==== RECORDS PROVIDED ====

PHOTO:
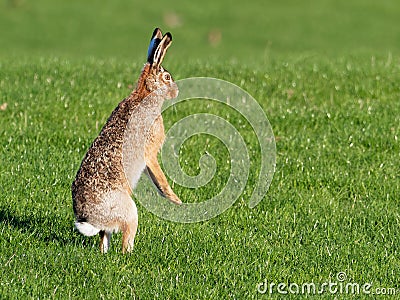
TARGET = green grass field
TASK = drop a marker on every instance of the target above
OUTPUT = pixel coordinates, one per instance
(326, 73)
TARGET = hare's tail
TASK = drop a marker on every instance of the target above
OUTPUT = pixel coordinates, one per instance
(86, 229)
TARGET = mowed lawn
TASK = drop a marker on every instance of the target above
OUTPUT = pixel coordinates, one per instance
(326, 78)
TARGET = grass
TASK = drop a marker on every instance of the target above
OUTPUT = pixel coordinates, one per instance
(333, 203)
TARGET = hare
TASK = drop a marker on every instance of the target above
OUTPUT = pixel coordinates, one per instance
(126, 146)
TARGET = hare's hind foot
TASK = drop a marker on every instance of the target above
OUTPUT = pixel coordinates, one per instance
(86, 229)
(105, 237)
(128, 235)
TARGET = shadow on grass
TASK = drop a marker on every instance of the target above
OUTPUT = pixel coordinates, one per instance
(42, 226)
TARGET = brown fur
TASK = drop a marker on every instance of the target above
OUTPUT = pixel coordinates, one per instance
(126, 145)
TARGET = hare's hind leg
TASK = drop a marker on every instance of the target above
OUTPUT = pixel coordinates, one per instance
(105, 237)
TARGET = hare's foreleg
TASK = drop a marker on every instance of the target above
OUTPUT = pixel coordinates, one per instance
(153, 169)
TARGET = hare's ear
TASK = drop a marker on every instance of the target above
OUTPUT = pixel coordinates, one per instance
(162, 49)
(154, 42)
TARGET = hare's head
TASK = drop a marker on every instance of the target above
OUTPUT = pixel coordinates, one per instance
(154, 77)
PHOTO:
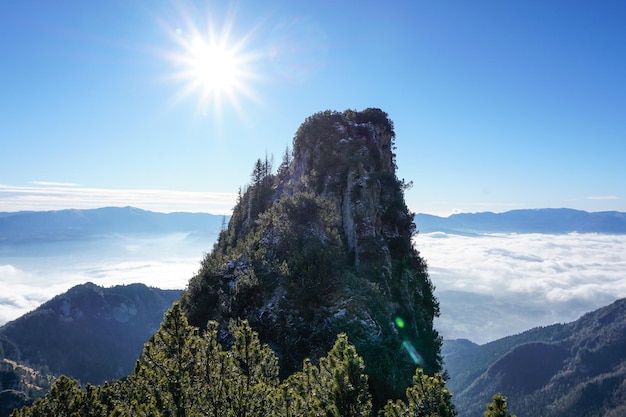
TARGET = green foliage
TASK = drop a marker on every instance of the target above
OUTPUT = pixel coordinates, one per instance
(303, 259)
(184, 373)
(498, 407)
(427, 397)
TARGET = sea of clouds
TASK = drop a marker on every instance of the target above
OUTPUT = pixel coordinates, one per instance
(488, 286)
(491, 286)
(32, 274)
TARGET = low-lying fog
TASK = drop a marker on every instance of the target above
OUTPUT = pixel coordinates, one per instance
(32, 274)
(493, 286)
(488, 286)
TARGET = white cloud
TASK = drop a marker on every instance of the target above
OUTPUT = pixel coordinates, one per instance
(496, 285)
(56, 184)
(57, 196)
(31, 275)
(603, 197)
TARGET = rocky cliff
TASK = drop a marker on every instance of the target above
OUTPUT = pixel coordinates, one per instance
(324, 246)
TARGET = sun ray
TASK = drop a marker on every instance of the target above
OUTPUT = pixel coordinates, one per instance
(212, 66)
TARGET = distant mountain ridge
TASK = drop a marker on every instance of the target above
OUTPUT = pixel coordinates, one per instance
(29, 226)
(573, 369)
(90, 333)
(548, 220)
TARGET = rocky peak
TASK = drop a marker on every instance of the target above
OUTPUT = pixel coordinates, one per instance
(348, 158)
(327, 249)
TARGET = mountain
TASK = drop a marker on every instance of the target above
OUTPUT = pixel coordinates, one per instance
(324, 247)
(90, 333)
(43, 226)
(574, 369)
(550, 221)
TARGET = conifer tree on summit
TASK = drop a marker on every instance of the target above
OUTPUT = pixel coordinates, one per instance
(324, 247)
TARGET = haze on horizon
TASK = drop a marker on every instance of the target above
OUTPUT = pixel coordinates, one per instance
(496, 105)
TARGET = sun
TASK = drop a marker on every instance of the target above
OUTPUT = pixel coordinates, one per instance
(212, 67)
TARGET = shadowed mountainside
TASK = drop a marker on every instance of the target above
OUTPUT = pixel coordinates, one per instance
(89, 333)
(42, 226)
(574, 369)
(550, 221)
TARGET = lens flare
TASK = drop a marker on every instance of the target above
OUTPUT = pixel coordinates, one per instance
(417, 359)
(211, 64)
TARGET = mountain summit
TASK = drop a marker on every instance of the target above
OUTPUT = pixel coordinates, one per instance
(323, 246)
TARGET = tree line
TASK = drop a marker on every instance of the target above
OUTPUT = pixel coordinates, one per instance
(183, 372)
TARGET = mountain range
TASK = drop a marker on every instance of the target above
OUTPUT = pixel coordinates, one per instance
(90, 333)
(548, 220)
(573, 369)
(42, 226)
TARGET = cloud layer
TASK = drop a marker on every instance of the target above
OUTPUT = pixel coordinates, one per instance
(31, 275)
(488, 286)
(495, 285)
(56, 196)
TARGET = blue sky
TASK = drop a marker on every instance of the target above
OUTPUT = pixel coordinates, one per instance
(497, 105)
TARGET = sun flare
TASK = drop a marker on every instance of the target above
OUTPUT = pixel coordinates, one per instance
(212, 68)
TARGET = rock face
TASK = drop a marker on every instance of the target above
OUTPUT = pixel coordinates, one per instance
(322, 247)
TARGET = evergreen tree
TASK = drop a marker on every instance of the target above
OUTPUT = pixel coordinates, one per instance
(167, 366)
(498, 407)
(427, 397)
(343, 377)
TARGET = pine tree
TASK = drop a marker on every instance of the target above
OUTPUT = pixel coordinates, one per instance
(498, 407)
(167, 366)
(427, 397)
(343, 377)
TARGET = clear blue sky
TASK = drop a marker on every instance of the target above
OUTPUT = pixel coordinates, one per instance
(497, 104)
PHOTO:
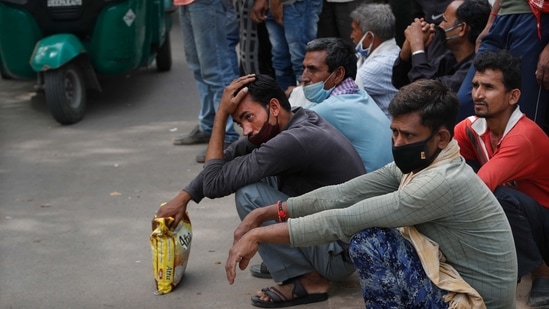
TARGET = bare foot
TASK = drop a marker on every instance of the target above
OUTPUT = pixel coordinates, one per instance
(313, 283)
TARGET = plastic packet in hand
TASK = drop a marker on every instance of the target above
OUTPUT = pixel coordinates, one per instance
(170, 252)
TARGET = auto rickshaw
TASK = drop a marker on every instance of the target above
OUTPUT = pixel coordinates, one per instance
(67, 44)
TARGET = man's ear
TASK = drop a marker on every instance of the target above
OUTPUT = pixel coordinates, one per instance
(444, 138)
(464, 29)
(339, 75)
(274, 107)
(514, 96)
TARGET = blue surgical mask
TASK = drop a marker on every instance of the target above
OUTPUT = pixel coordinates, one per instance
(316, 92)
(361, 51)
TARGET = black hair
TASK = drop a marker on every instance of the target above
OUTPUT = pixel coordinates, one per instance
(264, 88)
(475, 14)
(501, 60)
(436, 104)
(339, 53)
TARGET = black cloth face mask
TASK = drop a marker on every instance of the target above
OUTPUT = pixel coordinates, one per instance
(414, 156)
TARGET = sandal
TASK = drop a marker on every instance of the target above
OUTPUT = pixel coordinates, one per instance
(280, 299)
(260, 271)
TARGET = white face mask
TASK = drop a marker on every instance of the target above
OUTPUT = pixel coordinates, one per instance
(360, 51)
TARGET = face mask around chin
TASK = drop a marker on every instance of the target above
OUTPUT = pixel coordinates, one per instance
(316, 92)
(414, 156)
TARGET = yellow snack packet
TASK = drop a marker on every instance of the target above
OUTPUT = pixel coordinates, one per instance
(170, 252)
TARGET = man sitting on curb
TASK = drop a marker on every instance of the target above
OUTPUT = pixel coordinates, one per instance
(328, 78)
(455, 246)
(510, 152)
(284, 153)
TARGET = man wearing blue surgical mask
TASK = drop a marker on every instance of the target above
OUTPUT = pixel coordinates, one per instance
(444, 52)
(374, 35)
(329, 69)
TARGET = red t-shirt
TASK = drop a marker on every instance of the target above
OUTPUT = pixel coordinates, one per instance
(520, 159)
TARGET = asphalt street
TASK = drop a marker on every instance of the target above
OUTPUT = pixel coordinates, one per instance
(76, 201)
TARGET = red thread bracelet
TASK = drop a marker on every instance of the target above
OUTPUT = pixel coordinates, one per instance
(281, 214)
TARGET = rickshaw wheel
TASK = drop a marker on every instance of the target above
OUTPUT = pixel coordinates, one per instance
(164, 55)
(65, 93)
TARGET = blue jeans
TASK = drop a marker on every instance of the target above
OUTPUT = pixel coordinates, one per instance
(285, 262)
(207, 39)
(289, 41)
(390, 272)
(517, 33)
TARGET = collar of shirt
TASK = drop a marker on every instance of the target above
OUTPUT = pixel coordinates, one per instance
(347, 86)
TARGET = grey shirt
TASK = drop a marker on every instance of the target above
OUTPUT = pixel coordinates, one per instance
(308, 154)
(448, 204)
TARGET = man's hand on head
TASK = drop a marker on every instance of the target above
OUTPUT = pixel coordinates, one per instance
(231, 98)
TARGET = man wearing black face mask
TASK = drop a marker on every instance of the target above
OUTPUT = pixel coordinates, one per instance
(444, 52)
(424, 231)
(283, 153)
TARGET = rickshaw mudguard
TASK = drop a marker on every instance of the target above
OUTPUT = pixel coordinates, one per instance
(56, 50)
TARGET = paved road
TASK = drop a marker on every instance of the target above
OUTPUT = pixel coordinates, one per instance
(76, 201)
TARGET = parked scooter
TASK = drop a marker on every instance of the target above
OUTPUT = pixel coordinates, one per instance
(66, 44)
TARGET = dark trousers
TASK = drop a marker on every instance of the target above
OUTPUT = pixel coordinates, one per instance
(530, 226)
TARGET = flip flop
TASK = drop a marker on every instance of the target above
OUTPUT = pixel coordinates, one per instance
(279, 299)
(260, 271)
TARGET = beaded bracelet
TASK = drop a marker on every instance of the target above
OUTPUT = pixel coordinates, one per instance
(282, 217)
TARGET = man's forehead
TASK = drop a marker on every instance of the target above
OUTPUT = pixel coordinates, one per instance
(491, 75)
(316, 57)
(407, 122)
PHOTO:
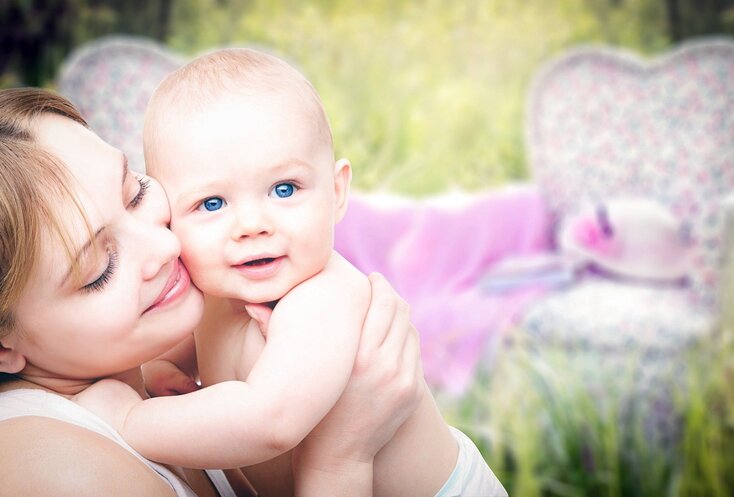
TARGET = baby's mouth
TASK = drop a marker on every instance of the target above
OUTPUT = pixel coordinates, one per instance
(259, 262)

====

## WHAT IS REQUIRED
Rewrite the items from the line with "TARGET = man's forehead" up to and including the last line of the items, requests included, and increase every pixel coordinate in the answers by 66. Omit the pictures.

## FINAL ANSWER
TARGET = man's forehead
TASK = drop a marker on every instance of the target above
OUTPUT = pixel coordinates, one per instance
(557, 141)
(382, 123)
(473, 188)
PHOTO:
TARGET = baby's mouth
TASK = drop a marker on every instance of the target above
OUTPUT = pixel coordinates, one per instance
(325, 328)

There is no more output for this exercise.